How to complete this task:
From the line containing "Query: skin" down to the last line of the records below, give every line again without any change.

Stored data
______________________________

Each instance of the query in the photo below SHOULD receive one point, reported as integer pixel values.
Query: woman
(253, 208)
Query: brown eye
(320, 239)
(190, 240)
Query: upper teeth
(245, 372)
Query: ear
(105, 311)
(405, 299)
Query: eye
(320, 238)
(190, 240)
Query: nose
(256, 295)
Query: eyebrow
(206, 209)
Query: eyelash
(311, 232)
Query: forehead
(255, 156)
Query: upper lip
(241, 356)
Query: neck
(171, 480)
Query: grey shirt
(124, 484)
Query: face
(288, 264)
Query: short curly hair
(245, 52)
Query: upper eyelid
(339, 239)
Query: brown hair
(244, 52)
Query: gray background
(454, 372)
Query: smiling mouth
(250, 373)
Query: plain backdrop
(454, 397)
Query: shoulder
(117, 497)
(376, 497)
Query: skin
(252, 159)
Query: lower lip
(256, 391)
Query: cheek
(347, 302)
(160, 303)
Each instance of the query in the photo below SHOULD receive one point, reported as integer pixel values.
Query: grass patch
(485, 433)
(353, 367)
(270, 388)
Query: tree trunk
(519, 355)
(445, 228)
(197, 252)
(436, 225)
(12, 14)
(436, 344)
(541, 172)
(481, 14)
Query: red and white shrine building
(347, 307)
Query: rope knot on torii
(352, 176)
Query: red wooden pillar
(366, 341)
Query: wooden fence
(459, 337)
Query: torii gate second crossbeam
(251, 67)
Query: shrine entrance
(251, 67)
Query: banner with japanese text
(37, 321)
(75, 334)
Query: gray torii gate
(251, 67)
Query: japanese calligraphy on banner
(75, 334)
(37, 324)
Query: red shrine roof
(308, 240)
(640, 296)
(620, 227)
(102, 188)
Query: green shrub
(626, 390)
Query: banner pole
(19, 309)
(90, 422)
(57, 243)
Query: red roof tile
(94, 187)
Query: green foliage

______________________________

Completed exercise:
Query: skin
(252, 159)
Query: lower lip
(256, 391)
Query: cheek
(347, 302)
(160, 303)
Each instance of the query in the photo below SHOULD receive one point, reported as integer pixel values.
Query: grass patch
(485, 433)
(353, 367)
(270, 388)
Query: tree trunk
(519, 355)
(445, 228)
(197, 252)
(436, 225)
(12, 14)
(436, 344)
(541, 172)
(481, 14)
Query: red and white shrine building
(347, 307)
Query: rope knot on torii
(352, 176)
Query: red wooden pillar
(366, 341)
Query: wooden fence
(459, 337)
Query: torii gate second crossbeam
(251, 67)
Query: shrine entrance
(251, 67)
Query: banner with japanese text
(37, 321)
(75, 334)
Query: gray torii gate
(251, 67)
Query: japanese calligraphy on banner
(75, 334)
(37, 324)
Query: red shrine roof
(308, 240)
(640, 296)
(620, 227)
(102, 188)
Query: green shrub
(626, 390)
Query: banner pole
(19, 309)
(90, 422)
(57, 243)
Query: red roof tile
(94, 187)
Query: green foliage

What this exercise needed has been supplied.